**What you should do:** Restate the full set of records exactly, word for word.

**Recorded information:**
---------------

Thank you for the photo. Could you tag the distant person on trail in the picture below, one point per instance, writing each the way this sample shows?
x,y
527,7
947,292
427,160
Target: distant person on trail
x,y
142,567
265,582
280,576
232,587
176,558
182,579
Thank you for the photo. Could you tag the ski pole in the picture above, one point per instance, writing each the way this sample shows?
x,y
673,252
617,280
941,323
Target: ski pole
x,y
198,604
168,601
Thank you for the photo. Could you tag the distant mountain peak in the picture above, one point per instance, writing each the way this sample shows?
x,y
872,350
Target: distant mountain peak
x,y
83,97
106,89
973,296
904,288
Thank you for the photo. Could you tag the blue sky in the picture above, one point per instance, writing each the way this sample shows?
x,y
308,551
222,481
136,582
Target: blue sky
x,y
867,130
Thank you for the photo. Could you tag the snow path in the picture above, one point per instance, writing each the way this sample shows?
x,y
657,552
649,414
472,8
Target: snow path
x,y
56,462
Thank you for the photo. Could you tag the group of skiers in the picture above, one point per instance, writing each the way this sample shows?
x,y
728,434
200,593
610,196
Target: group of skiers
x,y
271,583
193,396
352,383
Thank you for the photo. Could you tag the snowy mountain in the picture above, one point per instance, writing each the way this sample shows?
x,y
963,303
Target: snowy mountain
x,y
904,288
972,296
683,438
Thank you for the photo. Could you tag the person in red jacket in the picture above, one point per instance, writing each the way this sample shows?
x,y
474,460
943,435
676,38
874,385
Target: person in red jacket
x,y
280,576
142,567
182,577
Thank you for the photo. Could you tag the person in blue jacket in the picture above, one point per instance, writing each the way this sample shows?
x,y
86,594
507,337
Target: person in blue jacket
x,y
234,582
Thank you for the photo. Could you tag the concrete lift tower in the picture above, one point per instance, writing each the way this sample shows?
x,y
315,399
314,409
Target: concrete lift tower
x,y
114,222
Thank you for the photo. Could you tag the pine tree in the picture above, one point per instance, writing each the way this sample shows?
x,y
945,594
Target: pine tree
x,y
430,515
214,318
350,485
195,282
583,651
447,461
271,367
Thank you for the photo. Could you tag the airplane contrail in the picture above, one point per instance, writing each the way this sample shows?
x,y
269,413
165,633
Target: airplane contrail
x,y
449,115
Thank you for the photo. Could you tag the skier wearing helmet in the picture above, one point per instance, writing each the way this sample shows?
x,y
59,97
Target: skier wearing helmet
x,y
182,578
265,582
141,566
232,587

---------------

**Correct result:**
Thank you for the photo. Could you tag the distant person on trail in the picture below, one point per instance, writing each the way this sample shows?
x,y
527,7
947,292
427,160
Target: distant person on trail
x,y
142,567
265,582
280,576
232,587
176,558
182,579
Thank you for the photo. Could you tag the ski pole in the picture above, one point per instance, writing each the way this sample shows?
x,y
673,252
617,280
941,323
Target: ski pole
x,y
198,604
168,601
Thank you for the photo. Could you tag the distant mountain peak in the picture above, one point per instance, writing each the way this sample shows?
x,y
872,350
Target: distant mountain peak
x,y
83,97
106,89
973,296
904,288
Thank you for the photo. Could you tag the blue sky in the picture above, one point per instance, writing each the way this sample shows?
x,y
308,551
222,481
136,582
Target: blue sky
x,y
867,130
Thank you for the photo. Could you tag the snow path in the picture above, one point per instance, writing each the way this sample shows?
x,y
657,552
649,414
472,8
Target: snow path
x,y
56,462
Thank you for the photo. Could you tag the group of skiers in the picture above, one point per instance, writing each the way this sample shows?
x,y
728,434
200,593
610,196
Target: group of skiers
x,y
271,583
193,396
352,383
Thank you for the photo. Could you tag the snowy mountain in the picture above, one point per instance, writing each the way this sample shows?
x,y
963,303
Target: snowy mountain
x,y
904,288
972,296
683,438
Thank you for the photo. Could you tag the person in red jacket in the picture above, one point per instance, writing each the way this sample shows?
x,y
474,460
943,435
676,38
874,385
Target: person in red jacket
x,y
280,576
142,567
182,577
Thank you for the photo. Could you tag the person in blue jacket in the picture above, one point per instance, writing each the way this sample shows?
x,y
86,594
507,337
Target: person in blue jacket
x,y
234,582
Thank you for the photo. Could you tag the concrete lift tower in the picture above, one point per instance, writing each the way this sample shows?
x,y
315,399
314,409
Target: concrete lift tower
x,y
114,222
Thank you for the photo. Could you tag the pine tree in the picture above, one point per instance, writing each the way this sample shows?
x,y
945,594
Target: pine tree
x,y
430,515
214,318
350,485
195,282
583,651
447,461
271,367
Thank you for the photo. Could you tag the airplane contrail in the picture above, one point per instance, writing each the way this sample shows?
x,y
269,413
165,633
Target: airplane contrail
x,y
449,115
Thank you for the photo. Could you tag the skier wearing helmet in the picture above, one point per instance, writing each the way this sample shows?
x,y
59,97
Target: skier wearing helmet
x,y
182,578
265,582
141,566
232,587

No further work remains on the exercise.